TASK STATEMENT:
Starting at the first line of the entries below, restate each line exactly until you reach the line with "Target = statue on pedestal", and print that one too. Leave the pictures out and stop there.

**** DATASET RECORDS

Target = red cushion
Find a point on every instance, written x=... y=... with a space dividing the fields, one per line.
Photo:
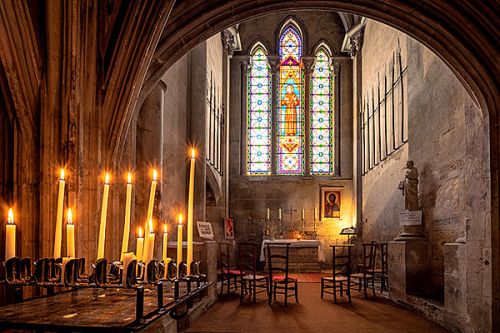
x=232 y=271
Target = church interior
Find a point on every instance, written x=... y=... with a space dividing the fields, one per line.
x=249 y=166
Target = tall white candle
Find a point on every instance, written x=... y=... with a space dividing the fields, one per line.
x=152 y=194
x=190 y=213
x=165 y=243
x=126 y=225
x=59 y=217
x=70 y=235
x=10 y=236
x=140 y=245
x=102 y=227
x=179 y=244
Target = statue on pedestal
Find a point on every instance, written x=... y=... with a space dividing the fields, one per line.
x=409 y=187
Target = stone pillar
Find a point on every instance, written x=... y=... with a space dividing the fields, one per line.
x=308 y=64
x=274 y=64
x=198 y=128
x=408 y=263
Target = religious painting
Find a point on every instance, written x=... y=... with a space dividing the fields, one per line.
x=228 y=229
x=290 y=104
x=331 y=203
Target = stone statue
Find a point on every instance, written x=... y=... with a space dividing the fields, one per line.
x=409 y=187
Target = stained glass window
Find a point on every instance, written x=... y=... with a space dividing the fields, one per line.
x=321 y=131
x=259 y=114
x=290 y=117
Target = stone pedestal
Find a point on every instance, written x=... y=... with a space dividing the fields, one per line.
x=408 y=262
x=455 y=287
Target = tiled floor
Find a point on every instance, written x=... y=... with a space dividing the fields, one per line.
x=311 y=314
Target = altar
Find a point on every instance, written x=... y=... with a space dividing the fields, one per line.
x=305 y=255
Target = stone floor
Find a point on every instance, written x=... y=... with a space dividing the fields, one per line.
x=311 y=315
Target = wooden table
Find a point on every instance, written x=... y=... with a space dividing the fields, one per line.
x=90 y=310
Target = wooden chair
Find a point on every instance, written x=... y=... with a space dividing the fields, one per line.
x=381 y=273
x=226 y=270
x=341 y=273
x=251 y=281
x=281 y=282
x=366 y=275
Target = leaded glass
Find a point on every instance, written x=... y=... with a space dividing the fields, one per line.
x=259 y=115
x=321 y=131
x=290 y=118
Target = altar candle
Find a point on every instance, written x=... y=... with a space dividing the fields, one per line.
x=140 y=245
x=165 y=243
x=102 y=227
x=152 y=193
x=126 y=225
x=150 y=240
x=190 y=213
x=70 y=235
x=179 y=244
x=10 y=236
x=59 y=217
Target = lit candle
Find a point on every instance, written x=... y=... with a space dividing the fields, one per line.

********

WRITTEN ANSWER:
Target = red cushion
Find a point on every instance, written x=... y=... with a space dividing the fields, one per line.
Photo:
x=232 y=271
Target = church interior
Find a point on every instance, written x=... y=... with a space dividing the fields, one per line.
x=249 y=166
Target = tall white candle
Find a point on every instance, written x=... y=... with a space dividing the fields, one per line.
x=152 y=194
x=190 y=213
x=165 y=243
x=126 y=225
x=59 y=217
x=70 y=235
x=10 y=236
x=140 y=245
x=102 y=227
x=179 y=244
Target = statue on pedestal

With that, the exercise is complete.